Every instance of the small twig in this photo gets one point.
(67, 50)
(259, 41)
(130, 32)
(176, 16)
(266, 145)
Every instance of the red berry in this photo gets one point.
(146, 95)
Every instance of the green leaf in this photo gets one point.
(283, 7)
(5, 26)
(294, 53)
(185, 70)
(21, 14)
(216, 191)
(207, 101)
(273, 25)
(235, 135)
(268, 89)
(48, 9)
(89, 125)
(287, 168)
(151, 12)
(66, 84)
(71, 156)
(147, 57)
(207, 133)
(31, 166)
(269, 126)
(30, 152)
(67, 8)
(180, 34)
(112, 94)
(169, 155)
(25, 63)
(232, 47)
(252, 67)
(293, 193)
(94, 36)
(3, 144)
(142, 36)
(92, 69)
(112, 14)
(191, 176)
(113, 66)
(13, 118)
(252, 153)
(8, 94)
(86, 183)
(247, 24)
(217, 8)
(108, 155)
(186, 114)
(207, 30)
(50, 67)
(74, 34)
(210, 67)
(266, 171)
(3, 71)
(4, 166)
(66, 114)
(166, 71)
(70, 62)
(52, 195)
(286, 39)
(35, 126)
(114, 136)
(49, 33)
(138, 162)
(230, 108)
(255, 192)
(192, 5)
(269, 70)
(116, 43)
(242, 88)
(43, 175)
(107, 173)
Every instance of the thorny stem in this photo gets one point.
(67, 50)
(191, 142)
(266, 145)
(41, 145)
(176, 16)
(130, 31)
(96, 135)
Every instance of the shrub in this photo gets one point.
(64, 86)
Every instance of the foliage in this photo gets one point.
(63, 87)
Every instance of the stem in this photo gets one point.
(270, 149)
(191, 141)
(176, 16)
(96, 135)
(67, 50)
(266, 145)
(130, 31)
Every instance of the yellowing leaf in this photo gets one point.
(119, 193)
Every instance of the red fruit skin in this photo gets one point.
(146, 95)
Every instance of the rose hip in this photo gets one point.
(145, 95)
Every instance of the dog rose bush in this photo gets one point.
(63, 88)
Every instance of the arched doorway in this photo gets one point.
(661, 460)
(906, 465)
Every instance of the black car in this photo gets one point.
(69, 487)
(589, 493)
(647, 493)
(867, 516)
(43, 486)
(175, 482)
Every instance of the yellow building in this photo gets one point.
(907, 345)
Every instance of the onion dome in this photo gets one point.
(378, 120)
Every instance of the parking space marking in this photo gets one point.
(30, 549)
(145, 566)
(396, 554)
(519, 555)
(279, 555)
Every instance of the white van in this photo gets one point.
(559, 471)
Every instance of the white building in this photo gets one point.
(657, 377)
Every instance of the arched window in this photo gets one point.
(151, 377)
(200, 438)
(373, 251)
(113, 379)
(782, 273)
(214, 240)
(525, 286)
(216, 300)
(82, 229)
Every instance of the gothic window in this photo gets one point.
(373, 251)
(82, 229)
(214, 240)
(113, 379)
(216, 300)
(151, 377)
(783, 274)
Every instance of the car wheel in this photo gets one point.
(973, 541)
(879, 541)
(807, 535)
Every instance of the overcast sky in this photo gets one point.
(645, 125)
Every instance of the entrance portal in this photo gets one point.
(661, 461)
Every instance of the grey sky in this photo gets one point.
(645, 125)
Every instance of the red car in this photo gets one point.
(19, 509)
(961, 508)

WHAT IS EXPECTED | Each entry above is to be quoted exactly.

OUTPUT FOR THIS EXERCISE |
Every instance of the small twig in this photo gets one point.
(67, 50)
(259, 41)
(130, 32)
(176, 16)
(266, 145)
Every instance of the red berry in this photo gets one point.
(146, 95)
Every instance of the green leaf in this photo gets one point.
(283, 7)
(5, 26)
(294, 53)
(185, 70)
(21, 14)
(216, 191)
(207, 101)
(273, 25)
(235, 135)
(268, 89)
(48, 9)
(89, 125)
(287, 168)
(151, 12)
(66, 84)
(71, 156)
(147, 57)
(207, 133)
(31, 166)
(269, 126)
(30, 152)
(67, 8)
(180, 34)
(112, 94)
(169, 155)
(25, 63)
(232, 47)
(252, 67)
(293, 193)
(94, 36)
(3, 144)
(142, 36)
(92, 69)
(112, 14)
(191, 176)
(113, 66)
(13, 118)
(252, 153)
(8, 94)
(86, 183)
(247, 24)
(217, 8)
(108, 155)
(186, 114)
(207, 30)
(50, 67)
(74, 34)
(210, 67)
(266, 171)
(3, 71)
(4, 166)
(66, 114)
(166, 71)
(70, 62)
(52, 195)
(286, 39)
(35, 126)
(114, 136)
(49, 33)
(138, 162)
(230, 108)
(255, 192)
(192, 5)
(269, 70)
(116, 43)
(242, 88)
(43, 175)
(107, 173)
Every instance of the thorny stem in this photo gets one point.
(67, 50)
(191, 142)
(266, 145)
(41, 145)
(176, 16)
(130, 31)
(96, 135)
Every instance of the shrub in this photo gets one point.
(64, 86)
Every instance of the foliage in this photo gets one point.
(63, 87)
Every instance of the stem in this photo gets one point.
(270, 149)
(191, 141)
(176, 16)
(96, 135)
(67, 50)
(266, 145)
(130, 31)
Every instance of the yellowing leaf in this photo gets one point.
(119, 193)
Every instance of the red fruit skin in this photo gets one point.
(146, 95)
Every instance of the rose hip in this photo gets one point.
(145, 95)
Every instance of the dog rose bush in this photo gets one point.
(63, 88)
Every instance of the arched doorway in this photo gets one point.
(661, 460)
(906, 465)
Every instance of the black car in this photo gets one point.
(69, 487)
(589, 493)
(647, 493)
(867, 516)
(43, 486)
(175, 482)
Every instance of the yellow building in this photo gets one point.
(907, 345)
Every instance of the onion dome in this photo gets one point.
(378, 120)
Every instance of the parking space marking in this photo gets one point.
(30, 549)
(145, 566)
(396, 554)
(519, 555)
(279, 555)
Every instance of the white van in this photo gets one point.
(559, 471)
Every instance of the white building in this photo gets one point.
(657, 377)
Every instance of the arched window in this photo gets one point.
(151, 377)
(200, 438)
(373, 251)
(113, 379)
(782, 273)
(214, 240)
(525, 286)
(216, 300)
(82, 229)
Every instance of the gothic window in this photo gets one point.
(373, 251)
(82, 229)
(214, 240)
(113, 379)
(216, 300)
(151, 377)
(783, 274)
Every instance of the car wheel in this photo gets one point.
(973, 541)
(879, 541)
(807, 535)
Every instance of the overcast sky in this photo gets one point.
(645, 125)
Every instance of the entrance portal in this photo gets one point.
(661, 461)
Every instance of the grey sky in this photo gets one point.
(645, 125)
Every instance of the red car in this photo gets one point.
(19, 509)
(961, 508)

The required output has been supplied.